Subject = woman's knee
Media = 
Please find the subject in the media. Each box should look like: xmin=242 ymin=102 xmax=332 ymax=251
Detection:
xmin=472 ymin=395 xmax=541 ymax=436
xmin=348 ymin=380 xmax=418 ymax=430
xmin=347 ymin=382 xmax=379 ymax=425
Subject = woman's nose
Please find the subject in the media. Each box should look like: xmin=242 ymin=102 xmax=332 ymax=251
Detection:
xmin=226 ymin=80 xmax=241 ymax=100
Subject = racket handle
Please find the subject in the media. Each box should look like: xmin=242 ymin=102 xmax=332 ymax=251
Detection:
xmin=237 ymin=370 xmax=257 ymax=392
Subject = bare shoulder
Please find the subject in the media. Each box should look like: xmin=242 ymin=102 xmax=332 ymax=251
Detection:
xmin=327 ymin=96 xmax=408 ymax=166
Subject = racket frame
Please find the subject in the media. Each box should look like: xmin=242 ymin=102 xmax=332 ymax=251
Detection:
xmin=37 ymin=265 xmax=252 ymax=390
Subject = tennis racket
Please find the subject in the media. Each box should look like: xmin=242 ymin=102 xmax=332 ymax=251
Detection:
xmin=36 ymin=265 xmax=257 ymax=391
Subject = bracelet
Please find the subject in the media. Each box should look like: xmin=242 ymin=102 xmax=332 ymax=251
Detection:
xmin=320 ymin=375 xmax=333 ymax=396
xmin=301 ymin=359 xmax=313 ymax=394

### WHAT YOU ARE ASKED TO DO
Please make the answer a complete, exact reproduction of the records.

### WRITTEN RESPONSE
Subject = woman's knee
Media = 
Please find the subject in the media. Each box should look like: xmin=242 ymin=102 xmax=332 ymax=251
Detection:
xmin=472 ymin=395 xmax=541 ymax=436
xmin=348 ymin=380 xmax=418 ymax=430
xmin=347 ymin=382 xmax=379 ymax=425
Subject = woman's nose
Please find the subject in the media. Each box should look like: xmin=242 ymin=102 xmax=332 ymax=251
Detection:
xmin=226 ymin=80 xmax=241 ymax=100
Subject = racket handle
Please find the subject in the media. Each box should look like: xmin=242 ymin=102 xmax=332 ymax=251
Detection:
xmin=237 ymin=370 xmax=257 ymax=392
Subject = bare shoulder
Please find the subject in the media. Each box should look like: xmin=242 ymin=102 xmax=332 ymax=251
Detection:
xmin=327 ymin=96 xmax=408 ymax=166
Subject = racket frame
Please find the subject in the media. Each box should look like: xmin=242 ymin=102 xmax=332 ymax=251
Detection:
xmin=37 ymin=265 xmax=252 ymax=390
Subject = tennis racket
Please find the subject in the media. Each box should look like: xmin=242 ymin=102 xmax=332 ymax=251
Detection:
xmin=36 ymin=265 xmax=257 ymax=391
Subject = bracelet
Please find the subject in the media. Each box should look like: xmin=242 ymin=102 xmax=332 ymax=251
Detection:
xmin=320 ymin=375 xmax=333 ymax=396
xmin=301 ymin=359 xmax=313 ymax=394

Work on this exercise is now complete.